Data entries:

↓

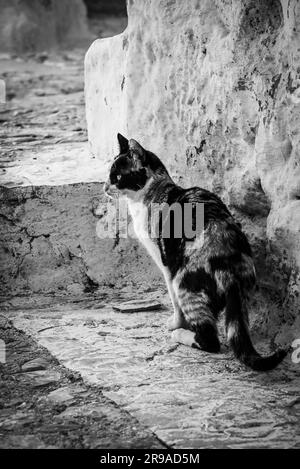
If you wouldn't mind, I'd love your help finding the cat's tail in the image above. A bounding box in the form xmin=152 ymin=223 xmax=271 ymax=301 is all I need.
xmin=225 ymin=283 xmax=287 ymax=371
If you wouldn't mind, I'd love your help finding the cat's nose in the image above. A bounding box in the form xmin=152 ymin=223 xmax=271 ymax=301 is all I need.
xmin=103 ymin=181 xmax=116 ymax=199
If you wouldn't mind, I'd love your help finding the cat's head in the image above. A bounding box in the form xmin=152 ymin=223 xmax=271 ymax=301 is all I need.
xmin=104 ymin=134 xmax=168 ymax=199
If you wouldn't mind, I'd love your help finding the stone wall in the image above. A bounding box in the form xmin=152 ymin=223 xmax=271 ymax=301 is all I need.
xmin=0 ymin=0 xmax=90 ymax=53
xmin=86 ymin=0 xmax=300 ymax=344
xmin=0 ymin=183 xmax=159 ymax=296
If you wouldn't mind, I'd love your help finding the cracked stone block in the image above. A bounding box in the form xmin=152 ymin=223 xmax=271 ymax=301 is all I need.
xmin=47 ymin=386 xmax=74 ymax=404
xmin=21 ymin=370 xmax=61 ymax=388
xmin=113 ymin=300 xmax=162 ymax=313
xmin=85 ymin=0 xmax=300 ymax=342
xmin=21 ymin=358 xmax=49 ymax=372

↑

* [JOB] Render every line of the items above as a JSON list of strings, one string per line, omitting blank lines and leaving out the pictures.

* [RESULT OF THIS EXERCISE]
[
  "If you wouldn't mind, I'd love your help finding the cat's tail in the image above. A bounding box in the form xmin=152 ymin=223 xmax=271 ymax=301 is all I need.",
  "xmin=225 ymin=283 xmax=287 ymax=371",
  "If you wouldn't mind, I'd love your help finding the cat's nose in the image above. A bounding box in the form xmin=152 ymin=223 xmax=271 ymax=301 is all I need.",
  "xmin=103 ymin=181 xmax=116 ymax=199",
  "If you wouldn't mind, I'd love your help finding the cat's head in the image above. A bounding box in the form xmin=152 ymin=223 xmax=271 ymax=301 is all I need.",
  "xmin=104 ymin=134 xmax=168 ymax=199",
  "If you wouldn't mind, I'd love your help finding the stone wall in the image above. A bounding box in the form xmin=152 ymin=223 xmax=271 ymax=301 is all I need.",
  "xmin=0 ymin=0 xmax=90 ymax=53",
  "xmin=86 ymin=0 xmax=300 ymax=344",
  "xmin=0 ymin=183 xmax=159 ymax=296",
  "If you wouldn't mind, I'd love your help finding the cracked stone block in the image above. A bounding box in the form xmin=152 ymin=223 xmax=271 ymax=301 is all I need.",
  "xmin=47 ymin=386 xmax=74 ymax=404",
  "xmin=21 ymin=370 xmax=61 ymax=388",
  "xmin=113 ymin=300 xmax=162 ymax=313",
  "xmin=85 ymin=0 xmax=300 ymax=342",
  "xmin=21 ymin=358 xmax=49 ymax=372"
]